It’s really difficult to quantify the timing, but we probably lose, I would say roughly another two weeks because of the Chinese New Year, the after timing of the Chinese New Year. So, that would be probably two weeks out of six weeks or seven weeks. So, I mean, if you really need to do that quantification, this is probably some ballpark numbers. And in terms of rate card increase, we always do that every year. So, I don’t see why we should change that, or I haven’t heard that we would change – we have any plans to change that yet. Kathy Chen – Goldman Sachs: Is there any thoughts here on how much you would raise the rate card by?

Carol Yu

Management

A commercial secret. Kathy Chen – Goldman Sachs: Okay, thank you.

Operator

Operator

Next question is coming from Jenny Wu from Morgan Stanley. Please go ahead with your question. Jenny Wu – Morgan Stanley: Hi. Thank you for taking my questions. Hi Carol, my question is regarding your margin. Giving your spending on content, especially radio content and your marketing campaigns for 2010. So, what’s your budget disposal for content costs and your marketing costs, and what’s the impact on your margin in or maybe shortly, what expectations for your margin trends? Thank you.

Carol Yu

Management

I think the margin would top for – you are talking about advertising side, right, gross margin? Jenny Wu – Morgan Stanley: Yes, yes, sure.

Carol Yu

Management

Okay, I will start with that. I think on the gross margin side, I would expect that to be – what we found in Q2 and after, Q2 that we found in advertising revenue because the sharp dip in Q1, the bulk of it relates to the smaller revenue base as well as a lot of costs are fixed in nature. I would believe that it’s probably on the year-on-year basis, would probably rebound to 2 basis points below that of 2009 Q4 for the whole year, at least that’s what I am working to it. In terms of marketing expenses, we probably just would rise in mind with revenue growth from last year. So, based on the revenue base, so that’s what I have in mind. Jenny Wu – Morgan Stanley: Okay, sure. Thanks.

Stored records

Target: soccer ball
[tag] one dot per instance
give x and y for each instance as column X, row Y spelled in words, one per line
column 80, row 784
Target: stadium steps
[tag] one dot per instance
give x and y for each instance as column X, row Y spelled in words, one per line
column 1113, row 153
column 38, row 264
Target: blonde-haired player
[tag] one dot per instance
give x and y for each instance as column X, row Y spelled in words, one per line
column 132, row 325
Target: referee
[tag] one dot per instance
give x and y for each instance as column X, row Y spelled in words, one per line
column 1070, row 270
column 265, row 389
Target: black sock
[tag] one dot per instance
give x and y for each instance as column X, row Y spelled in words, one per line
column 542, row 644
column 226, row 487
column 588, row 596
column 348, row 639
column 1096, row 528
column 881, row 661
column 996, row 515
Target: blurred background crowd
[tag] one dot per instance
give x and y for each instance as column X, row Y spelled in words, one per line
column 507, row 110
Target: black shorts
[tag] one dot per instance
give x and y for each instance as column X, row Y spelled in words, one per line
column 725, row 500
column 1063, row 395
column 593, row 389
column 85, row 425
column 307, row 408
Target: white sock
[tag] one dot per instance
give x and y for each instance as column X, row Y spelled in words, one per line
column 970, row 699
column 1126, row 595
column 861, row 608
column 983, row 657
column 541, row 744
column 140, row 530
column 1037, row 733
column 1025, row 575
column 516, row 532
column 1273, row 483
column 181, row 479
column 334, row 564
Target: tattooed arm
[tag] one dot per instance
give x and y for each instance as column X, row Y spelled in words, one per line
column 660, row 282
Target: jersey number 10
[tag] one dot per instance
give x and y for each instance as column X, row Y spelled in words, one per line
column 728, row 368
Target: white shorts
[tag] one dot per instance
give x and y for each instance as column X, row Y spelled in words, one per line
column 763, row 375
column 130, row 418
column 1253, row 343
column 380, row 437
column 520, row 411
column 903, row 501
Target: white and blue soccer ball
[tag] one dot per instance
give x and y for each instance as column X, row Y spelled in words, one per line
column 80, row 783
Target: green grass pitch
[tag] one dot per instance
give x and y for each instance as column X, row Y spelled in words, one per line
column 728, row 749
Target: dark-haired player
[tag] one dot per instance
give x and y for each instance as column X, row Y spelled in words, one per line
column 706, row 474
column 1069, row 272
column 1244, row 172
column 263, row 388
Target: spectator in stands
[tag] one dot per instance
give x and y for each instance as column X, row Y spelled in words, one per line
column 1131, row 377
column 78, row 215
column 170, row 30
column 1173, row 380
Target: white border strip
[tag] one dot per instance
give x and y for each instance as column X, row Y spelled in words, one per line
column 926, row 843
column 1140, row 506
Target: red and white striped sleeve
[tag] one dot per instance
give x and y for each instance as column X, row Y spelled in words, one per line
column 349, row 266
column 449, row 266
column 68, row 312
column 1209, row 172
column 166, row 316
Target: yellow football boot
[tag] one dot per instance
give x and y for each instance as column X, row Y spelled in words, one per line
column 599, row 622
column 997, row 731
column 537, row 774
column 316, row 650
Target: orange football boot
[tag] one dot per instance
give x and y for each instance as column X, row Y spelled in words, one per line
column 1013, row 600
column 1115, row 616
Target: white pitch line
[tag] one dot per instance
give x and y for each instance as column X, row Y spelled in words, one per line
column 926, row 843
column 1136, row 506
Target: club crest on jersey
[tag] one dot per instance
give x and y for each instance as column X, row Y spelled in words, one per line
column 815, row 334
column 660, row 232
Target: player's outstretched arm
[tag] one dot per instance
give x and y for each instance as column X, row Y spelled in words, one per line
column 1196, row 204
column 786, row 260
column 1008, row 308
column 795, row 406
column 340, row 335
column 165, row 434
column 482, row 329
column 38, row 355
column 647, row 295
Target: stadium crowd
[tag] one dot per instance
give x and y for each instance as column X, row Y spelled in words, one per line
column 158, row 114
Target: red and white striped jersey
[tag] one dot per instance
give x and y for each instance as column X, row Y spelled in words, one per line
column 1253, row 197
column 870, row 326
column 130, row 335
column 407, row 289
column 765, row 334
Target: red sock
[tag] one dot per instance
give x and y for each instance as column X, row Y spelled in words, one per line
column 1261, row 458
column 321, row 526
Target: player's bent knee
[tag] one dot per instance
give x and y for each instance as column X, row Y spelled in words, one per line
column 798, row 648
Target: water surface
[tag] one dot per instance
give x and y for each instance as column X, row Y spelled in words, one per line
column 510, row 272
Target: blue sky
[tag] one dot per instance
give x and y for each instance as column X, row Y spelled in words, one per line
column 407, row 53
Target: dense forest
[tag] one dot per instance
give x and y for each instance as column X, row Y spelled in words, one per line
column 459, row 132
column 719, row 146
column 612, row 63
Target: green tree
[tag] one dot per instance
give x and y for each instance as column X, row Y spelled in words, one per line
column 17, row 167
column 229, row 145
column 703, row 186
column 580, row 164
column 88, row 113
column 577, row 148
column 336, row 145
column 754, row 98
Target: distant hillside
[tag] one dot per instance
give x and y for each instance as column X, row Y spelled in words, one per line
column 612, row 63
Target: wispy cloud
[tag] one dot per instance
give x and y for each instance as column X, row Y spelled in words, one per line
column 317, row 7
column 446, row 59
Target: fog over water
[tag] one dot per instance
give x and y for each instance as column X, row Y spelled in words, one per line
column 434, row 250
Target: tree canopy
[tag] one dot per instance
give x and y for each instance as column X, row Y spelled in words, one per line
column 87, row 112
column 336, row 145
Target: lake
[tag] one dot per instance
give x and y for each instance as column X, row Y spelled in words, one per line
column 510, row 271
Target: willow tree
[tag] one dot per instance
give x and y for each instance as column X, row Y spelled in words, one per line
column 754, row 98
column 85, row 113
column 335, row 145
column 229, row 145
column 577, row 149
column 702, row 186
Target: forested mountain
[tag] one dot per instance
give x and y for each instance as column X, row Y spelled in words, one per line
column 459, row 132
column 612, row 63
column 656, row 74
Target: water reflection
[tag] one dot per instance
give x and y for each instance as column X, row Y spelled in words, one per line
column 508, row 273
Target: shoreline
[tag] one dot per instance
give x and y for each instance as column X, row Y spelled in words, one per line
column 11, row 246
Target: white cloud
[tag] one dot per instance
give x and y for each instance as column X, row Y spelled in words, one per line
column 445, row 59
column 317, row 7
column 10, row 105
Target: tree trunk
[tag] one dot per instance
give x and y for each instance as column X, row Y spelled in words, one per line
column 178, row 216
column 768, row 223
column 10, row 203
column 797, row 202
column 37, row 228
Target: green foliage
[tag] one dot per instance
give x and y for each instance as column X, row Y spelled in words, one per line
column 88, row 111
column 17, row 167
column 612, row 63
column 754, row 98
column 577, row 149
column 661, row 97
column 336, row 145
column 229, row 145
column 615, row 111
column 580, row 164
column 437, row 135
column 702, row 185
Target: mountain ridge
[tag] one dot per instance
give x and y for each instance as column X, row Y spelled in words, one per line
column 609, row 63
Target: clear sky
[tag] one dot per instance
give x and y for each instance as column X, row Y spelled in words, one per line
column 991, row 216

Problem to work on :: Copy verbatim the portion of the earnings call transcript above starting with "Next question is" and going on through "trends? Thank you.".

Answer for the task ::
Next question is coming from Jenny Wu from Morgan Stanley. Please go ahead with your question. Jenny Wu – Morgan Stanley: Hi. Thank you for taking my questions. Hi Carol, my question is regarding your margin. Giving your spending on content, especially radio content and your marketing campaigns for 2010. So, what’s your budget disposal for content costs and your marketing costs, and what’s the impact on your margin in or maybe shortly, what expectations for your margin trends? Thank you.